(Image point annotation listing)
## Begin
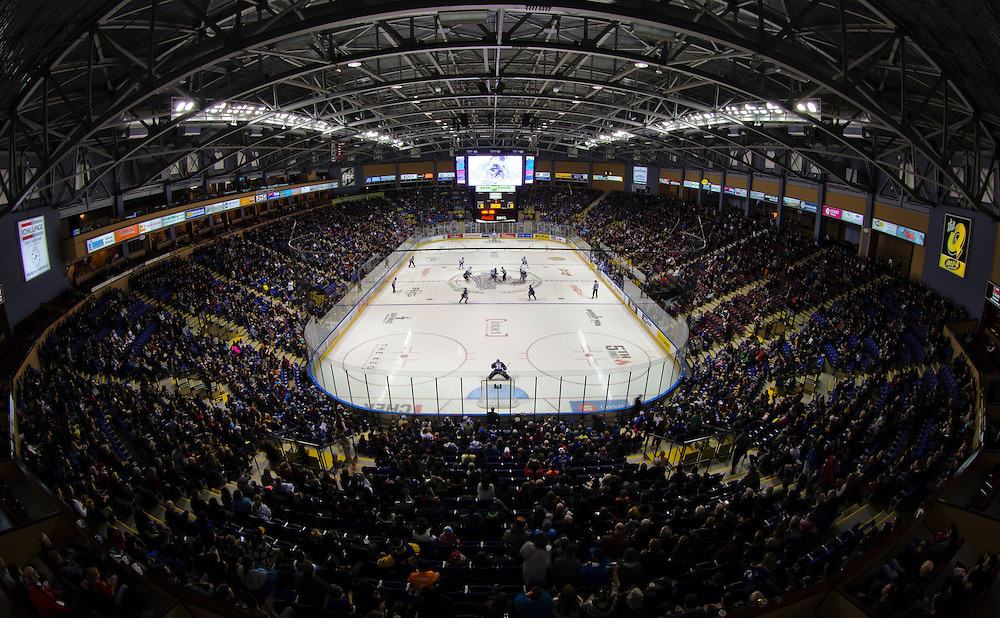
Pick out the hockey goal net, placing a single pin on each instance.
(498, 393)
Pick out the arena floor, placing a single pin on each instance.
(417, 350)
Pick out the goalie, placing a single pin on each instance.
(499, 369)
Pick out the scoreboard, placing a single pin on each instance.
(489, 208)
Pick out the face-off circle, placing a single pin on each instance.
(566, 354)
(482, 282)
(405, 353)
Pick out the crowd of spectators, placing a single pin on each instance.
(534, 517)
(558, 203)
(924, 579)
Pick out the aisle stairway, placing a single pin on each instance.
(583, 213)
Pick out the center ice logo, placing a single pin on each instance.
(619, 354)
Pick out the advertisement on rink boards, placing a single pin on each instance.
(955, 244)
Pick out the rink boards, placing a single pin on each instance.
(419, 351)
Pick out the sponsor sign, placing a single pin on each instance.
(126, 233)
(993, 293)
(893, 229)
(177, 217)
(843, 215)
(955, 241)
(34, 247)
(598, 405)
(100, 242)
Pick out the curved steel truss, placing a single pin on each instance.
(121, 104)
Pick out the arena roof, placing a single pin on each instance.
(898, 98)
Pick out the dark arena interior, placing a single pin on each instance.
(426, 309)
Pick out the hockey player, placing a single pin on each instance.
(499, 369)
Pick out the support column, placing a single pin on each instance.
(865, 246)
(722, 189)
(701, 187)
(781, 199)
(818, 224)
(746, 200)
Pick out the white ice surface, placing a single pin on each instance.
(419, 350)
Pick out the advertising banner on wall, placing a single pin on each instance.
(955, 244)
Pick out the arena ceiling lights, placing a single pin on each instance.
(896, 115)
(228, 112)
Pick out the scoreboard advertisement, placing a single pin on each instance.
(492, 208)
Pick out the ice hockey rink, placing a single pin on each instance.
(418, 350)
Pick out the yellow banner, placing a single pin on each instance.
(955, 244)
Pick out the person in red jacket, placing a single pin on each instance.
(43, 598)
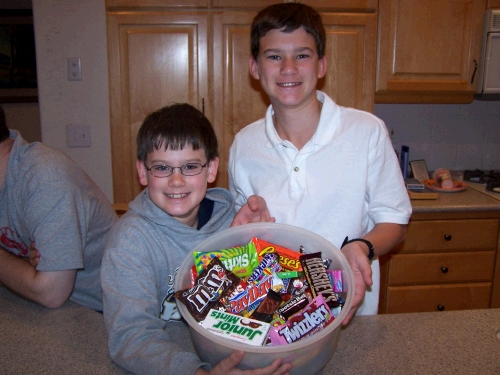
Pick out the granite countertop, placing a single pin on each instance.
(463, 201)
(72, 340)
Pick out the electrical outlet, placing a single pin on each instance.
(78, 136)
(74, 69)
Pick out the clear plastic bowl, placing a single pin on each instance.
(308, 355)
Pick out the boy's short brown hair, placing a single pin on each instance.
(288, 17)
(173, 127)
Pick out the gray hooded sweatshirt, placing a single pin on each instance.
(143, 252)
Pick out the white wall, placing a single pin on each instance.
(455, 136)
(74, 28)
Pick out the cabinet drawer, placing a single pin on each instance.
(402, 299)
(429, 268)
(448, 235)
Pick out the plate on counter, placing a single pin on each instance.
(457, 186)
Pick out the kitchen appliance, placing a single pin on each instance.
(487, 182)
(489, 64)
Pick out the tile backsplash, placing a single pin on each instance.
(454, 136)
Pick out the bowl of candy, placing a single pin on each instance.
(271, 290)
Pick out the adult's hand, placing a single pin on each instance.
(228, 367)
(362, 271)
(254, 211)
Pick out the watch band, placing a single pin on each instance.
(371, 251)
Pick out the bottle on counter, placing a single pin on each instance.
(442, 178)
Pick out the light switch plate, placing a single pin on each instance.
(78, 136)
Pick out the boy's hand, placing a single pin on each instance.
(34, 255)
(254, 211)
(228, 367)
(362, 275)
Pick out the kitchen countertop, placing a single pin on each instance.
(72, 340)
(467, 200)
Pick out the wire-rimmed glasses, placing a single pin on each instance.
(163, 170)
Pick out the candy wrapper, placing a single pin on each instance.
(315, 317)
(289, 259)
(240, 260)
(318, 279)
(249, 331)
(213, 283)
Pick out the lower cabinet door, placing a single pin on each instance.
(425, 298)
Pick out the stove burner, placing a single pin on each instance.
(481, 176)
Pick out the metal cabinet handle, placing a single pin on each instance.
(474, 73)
## End
== Exercise instructions ==
Move the part of the listing that opens with the line containing "Pick out the lower" and closes with the listing's last line, both ends included, into your reply with every line reproduced. Add 14 to each x and y coordinate in the answers.

== Solution for this task ==
Pick out the lower cabinet door, placing a single pin on each instance.
(439, 312)
Pick out the stove burner, placing a single pin on each instance.
(495, 190)
Pick out the metal cabinet handle, placing a single pin on each instance.
(488, 87)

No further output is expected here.